> What you should do:
List every line in the data below that contains the word "instance". Case counts.

─── Extracted information ───

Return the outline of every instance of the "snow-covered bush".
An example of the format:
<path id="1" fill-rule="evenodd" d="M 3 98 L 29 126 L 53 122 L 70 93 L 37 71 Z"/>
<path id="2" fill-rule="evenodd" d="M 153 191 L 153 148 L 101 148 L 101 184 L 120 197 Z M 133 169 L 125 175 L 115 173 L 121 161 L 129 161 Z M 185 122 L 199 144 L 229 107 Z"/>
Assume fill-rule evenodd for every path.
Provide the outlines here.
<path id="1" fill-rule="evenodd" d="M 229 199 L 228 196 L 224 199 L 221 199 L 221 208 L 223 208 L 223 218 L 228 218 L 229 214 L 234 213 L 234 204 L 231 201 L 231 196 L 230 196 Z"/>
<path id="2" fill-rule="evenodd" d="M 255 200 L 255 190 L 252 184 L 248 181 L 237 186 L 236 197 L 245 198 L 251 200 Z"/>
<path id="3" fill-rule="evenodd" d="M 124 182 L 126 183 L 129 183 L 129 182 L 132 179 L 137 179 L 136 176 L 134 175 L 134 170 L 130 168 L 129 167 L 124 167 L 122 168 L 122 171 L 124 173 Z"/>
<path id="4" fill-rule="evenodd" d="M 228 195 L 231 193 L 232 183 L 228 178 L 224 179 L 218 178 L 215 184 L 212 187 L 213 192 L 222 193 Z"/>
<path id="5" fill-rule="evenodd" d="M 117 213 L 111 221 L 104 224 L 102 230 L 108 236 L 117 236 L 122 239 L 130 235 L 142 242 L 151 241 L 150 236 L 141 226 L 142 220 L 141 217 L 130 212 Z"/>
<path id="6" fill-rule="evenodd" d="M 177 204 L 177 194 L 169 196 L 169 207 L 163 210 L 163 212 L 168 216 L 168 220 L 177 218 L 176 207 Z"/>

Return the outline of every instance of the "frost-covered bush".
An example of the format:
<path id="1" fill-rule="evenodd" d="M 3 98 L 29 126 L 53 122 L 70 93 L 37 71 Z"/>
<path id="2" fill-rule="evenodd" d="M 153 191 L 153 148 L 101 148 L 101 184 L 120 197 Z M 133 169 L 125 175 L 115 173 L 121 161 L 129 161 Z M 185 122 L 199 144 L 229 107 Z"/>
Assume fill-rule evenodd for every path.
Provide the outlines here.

───
─── Extracted information ───

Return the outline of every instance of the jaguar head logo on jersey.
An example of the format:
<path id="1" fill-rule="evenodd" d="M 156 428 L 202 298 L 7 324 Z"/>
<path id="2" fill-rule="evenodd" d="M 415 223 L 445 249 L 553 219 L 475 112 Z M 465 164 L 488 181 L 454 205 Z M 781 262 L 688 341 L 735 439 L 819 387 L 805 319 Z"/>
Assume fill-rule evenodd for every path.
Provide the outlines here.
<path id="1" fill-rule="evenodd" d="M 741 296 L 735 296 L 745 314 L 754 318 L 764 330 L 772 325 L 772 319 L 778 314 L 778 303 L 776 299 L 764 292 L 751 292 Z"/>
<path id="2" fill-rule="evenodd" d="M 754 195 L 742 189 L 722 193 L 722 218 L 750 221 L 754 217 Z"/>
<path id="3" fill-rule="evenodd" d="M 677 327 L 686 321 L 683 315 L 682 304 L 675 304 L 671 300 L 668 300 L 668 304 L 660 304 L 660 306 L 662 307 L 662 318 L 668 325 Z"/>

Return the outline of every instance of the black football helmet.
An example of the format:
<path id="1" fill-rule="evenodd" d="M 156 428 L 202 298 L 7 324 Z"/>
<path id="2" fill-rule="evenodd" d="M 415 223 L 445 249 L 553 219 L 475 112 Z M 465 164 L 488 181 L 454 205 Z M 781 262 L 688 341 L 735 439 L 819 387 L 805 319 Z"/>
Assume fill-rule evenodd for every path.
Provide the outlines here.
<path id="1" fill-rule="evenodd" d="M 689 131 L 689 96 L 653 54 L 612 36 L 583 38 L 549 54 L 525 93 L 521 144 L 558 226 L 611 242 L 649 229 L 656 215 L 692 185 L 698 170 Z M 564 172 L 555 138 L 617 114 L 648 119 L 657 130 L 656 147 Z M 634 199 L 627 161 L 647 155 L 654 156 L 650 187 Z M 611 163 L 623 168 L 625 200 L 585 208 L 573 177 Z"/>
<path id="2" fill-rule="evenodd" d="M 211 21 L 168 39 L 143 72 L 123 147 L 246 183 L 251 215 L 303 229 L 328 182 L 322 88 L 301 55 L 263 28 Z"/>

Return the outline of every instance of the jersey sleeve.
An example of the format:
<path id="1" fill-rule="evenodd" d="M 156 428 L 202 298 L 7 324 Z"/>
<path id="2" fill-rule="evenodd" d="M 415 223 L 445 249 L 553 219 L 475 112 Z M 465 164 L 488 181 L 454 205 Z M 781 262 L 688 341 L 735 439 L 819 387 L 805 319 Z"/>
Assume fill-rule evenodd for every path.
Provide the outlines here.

───

> The completed task:
Return the outline of every instance of the "snow-covered bush".
Return the outline of every instance of the "frost-covered bush".
Return the outline of every instance of the jaguar head logo on jersey.
Return the outline of every instance of the black football helmet.
Return the outline of every instance of the jersey sleeve.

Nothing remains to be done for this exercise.